Uluslararası Zeytinburnu Öykü Festivali başladı

Uluslararası Zeytinburnu Öykü Festivali başladı

Açılışta, ünlü öykücü Ramazan Dikmen'in "Afife Abla'nın İncileri" öyküsü metin dramatizasyonu tekniğiyle teatral olarak sahnelendi.

Zeytinburnu Belediyesi tarafından düzenlenen “Uluslararası Zeytinburnu Öykü Festivali” başladı.

Zeytinburnu Kültür ve Sanat Merkezi’nde gerçekleşen festivalin açılış töreninde konuşan Zeytinburnu Belediye Başkanı Murat Aydın, etkinliklere katılan yazarların bugünün değerleri gelecek nesillere aktaracağını belirterek, “Biz de Zeytinburnumuzda yazma konusunda bir farkındalık olsun istedik ve geçen yıl başlattığımız ‘Öykü Yarışması’nın ardından ‘bu işi nasıl daha ileri bir aşamaya taşırız?’ diye düşündük ve festivalin tohumları atılmış oldu” dedi.

**Alıştırma görevleri**
1. Festival haberine göre aşağıdaki soruları yanıtlayın.
(a) Açılışta hangi öykü sahnelendi?
(b) Festivali kim düzenliyor?
(c) Festival nerede gerçekleşiyor?
2. Aşağıdaki ifadelerin festival haberiyle uyuşup uyuşmadığını belirtin.
(a) Açılıştaki öykü metin dramatizasyonu tekniğiyle sahnelendi.
(b) Öykü Yarışması, festivalden sonra başlatıldı.
(c) Açılış töreninde Belediye Başkanı Murat Aydın konuştu.
3. Festival haberini son cümlesinden sonra devam ettirerek ilerletin.

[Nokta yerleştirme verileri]
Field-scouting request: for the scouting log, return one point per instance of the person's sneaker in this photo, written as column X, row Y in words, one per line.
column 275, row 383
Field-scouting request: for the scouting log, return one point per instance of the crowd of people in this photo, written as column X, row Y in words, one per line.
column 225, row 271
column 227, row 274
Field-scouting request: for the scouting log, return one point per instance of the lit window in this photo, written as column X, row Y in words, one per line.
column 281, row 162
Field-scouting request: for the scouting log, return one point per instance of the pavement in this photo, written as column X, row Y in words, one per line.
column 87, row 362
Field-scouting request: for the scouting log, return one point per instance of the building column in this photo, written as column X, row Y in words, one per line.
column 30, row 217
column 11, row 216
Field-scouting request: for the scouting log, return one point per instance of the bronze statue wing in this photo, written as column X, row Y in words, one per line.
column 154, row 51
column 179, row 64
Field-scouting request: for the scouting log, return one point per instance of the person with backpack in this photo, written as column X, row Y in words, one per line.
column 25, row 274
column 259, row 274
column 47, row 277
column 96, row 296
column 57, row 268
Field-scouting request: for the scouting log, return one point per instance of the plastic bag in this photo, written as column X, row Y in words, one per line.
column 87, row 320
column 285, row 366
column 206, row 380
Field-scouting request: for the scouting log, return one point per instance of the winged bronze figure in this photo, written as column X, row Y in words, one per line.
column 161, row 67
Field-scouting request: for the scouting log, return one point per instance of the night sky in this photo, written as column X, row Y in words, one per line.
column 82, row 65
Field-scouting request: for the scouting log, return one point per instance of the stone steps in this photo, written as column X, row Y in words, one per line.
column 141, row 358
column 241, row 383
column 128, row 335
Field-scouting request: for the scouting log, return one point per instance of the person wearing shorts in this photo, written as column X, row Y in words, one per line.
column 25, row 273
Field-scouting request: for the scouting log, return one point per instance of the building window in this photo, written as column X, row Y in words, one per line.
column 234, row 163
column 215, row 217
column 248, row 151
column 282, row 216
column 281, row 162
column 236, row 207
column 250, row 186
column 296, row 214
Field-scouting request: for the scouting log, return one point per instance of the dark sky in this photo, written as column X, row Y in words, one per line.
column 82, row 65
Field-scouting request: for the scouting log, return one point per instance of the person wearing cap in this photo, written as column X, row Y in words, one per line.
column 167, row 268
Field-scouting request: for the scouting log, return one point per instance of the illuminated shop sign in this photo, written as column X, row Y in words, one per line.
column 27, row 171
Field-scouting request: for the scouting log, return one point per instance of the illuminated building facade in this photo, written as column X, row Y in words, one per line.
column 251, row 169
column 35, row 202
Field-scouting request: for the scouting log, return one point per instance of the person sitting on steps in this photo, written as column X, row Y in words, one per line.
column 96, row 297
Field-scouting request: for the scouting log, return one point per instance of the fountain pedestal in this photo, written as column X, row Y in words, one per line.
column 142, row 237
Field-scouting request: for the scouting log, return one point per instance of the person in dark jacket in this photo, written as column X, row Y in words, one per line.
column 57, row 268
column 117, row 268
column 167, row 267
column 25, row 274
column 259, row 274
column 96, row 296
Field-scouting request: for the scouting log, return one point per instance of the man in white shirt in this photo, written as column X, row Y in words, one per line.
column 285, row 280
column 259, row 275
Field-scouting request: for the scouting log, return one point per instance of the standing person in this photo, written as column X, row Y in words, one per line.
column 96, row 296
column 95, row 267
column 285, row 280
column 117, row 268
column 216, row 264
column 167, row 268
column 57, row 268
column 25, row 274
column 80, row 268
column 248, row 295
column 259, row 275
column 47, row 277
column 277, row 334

**Yazılı cevaplar**
1.
(a) Ramazan Dikmen'in "Afife Abla'nın İncileri" öyküsü.
(b) Zeytinburnu Belediyesi.
(c) Zeytinburnu Kültür ve Sanat Merkezi'nde.

2.
(a) Evet: "metin dramatizasyonu tekniğiyle teatral olarak sahnelendi"
(b) Hayır: "geçen yıl başlattığımız ‘Öykü Yarışması’nın ardından"
(c) Evet: "açılış töreninde konuşan Zeytinburnu Belediye Başkanı Murat Aydın"

3.
Aydın, festivalde Zeytinburnu Öykü Yarışması’nın ödül töreninin de gerçekleşeceğini kaydederek, yarışmaya 2 bin 500 kişinin katıldığını söyledi.

Festivalin birçok açıdan faydaları olacağını ifade eden Aydın, şunları söyledi:

“Festival farklı ülkelerden gelen yabancı ve yerli öykücülerimizi birbirine tanıtacak, bunun yanında öykü konusu panellerde tartışılacak, okullarda düzenlenen programlarda ise yazmaya heves eden genç kalemlere bir ufuk çizilecek. Birçok açıdan verimli bir festivale ev sahipli yapmaktan gurur duyuyor, festival koordinasyon kurulumuza, bize bu güzel işleri yapma yetkisi veren halkımıza teşekkür ediyorum.”

Festival danışmanı Cemal Şakar da festivali planlarken önceliği genç yazarlara verdiklerini anlatarak, “Düzenlenecek panellerde öykümüzün bugünü ve geleceği konuşulacağı için bunu öykümüzün bugünkü yazarları, nabzını tutan kuşakları konuşsun istedik” ifadesini kullandı.

– Okri: “Festival Türkiye hakkında iyi bir fikir veriyor”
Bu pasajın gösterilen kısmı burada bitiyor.